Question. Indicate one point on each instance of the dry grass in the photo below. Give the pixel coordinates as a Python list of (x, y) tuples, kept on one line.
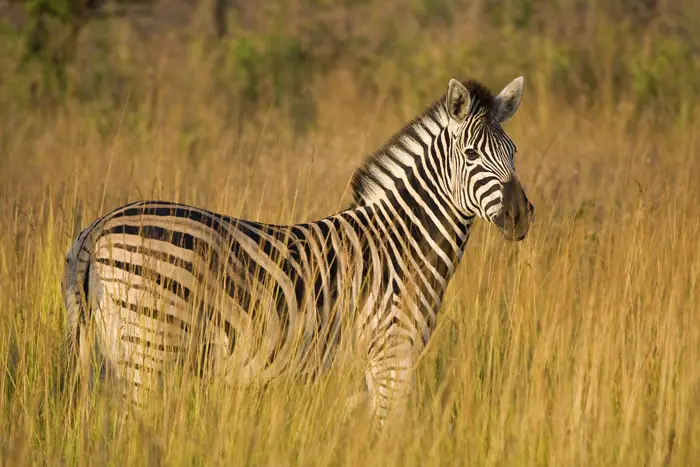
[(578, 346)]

==

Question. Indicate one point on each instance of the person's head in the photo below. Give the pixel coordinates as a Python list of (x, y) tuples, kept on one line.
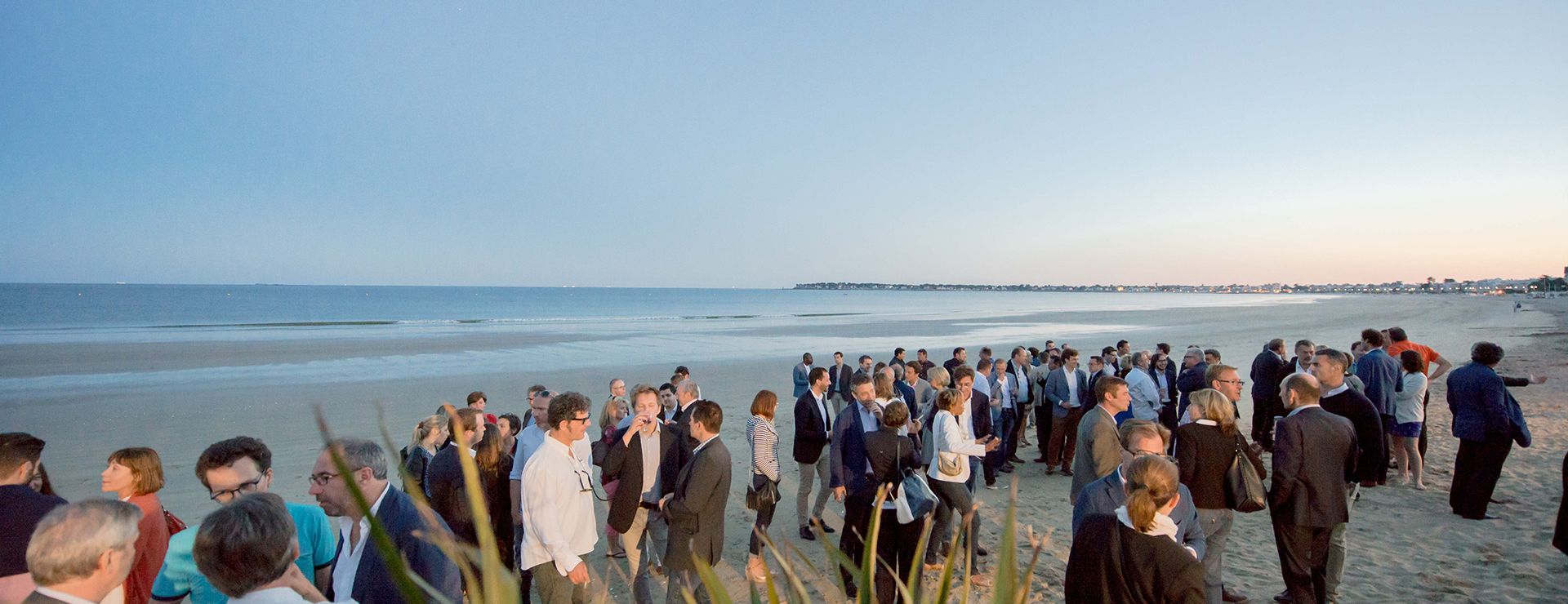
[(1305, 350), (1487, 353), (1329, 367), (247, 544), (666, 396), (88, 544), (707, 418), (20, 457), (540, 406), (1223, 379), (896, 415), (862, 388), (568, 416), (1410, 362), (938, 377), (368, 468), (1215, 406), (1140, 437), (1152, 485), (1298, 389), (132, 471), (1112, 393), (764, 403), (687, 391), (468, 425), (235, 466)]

---

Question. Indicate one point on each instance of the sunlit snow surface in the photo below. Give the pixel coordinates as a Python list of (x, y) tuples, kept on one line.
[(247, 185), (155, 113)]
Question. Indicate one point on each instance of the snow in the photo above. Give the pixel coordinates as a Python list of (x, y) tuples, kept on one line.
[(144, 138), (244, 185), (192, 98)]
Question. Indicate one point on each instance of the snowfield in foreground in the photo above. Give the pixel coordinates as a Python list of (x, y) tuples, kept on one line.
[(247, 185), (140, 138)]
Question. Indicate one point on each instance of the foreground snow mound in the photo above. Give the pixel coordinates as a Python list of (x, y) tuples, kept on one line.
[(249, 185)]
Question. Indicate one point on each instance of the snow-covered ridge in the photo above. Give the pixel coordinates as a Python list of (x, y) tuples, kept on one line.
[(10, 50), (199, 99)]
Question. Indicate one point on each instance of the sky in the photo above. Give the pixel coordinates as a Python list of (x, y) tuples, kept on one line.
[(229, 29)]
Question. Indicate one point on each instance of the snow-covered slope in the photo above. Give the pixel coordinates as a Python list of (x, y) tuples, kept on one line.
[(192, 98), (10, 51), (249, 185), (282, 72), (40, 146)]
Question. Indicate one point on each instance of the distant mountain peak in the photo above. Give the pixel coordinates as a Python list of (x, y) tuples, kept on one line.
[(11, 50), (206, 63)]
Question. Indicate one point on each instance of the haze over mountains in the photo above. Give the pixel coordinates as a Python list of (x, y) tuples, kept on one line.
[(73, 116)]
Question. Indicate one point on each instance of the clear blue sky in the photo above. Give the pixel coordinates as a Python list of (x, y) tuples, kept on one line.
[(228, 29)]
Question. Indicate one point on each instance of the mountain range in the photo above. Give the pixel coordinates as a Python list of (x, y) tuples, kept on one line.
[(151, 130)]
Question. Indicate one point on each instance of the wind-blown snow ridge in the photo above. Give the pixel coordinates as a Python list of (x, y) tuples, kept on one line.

# Aim:
Reproduce verbatim the rows from the line with "Question. Indicate one point on each instance of the sky" up to and including the line with "Question. Indicate one point on each instance of the wind-blown", and give nothing else.

# Task answer:
Question. Indicate one point on each instance of the sky in the photo above. Give the pixel coordinates as a Python list of (x, y) tuples, kept on one line.
[(229, 29)]
Question. Indicate one point on each instance of the snow-covered slope in the photo above. Give the pixel coordinates as a Python list of (x, y) tuples, kept on one line.
[(192, 98), (10, 51), (249, 185), (282, 72), (40, 146)]
Question. Indicate one point on each instance of the distant mountain peak in the photo above. Give the pixel coordinates as a Python list of (x, y) tuples, kept on one line.
[(11, 50), (206, 63)]
Question. Indicate one point on each instance of the haze over mountains in the photo above. Give the pixel coordinates as a Python list of (x, y) tuples, kept on one line.
[(73, 116)]
Question. Indicate one point on each instance of the clear blue sky in the photo above. Give the pixel coordinates as a Python list of (x, y) tuples, kept on one line.
[(228, 29)]
Question. Indicate one point on each instance of the mountain range in the photo above. Give the pixel coordinates as a Python list of (x, y) tuples, kept on one line.
[(151, 130)]
Question. Indicate one point on each instance of the wind-blown snow ridge in the photo above. Give the pixel coordinates as a Python list of (x, y) tuples, kept on one line.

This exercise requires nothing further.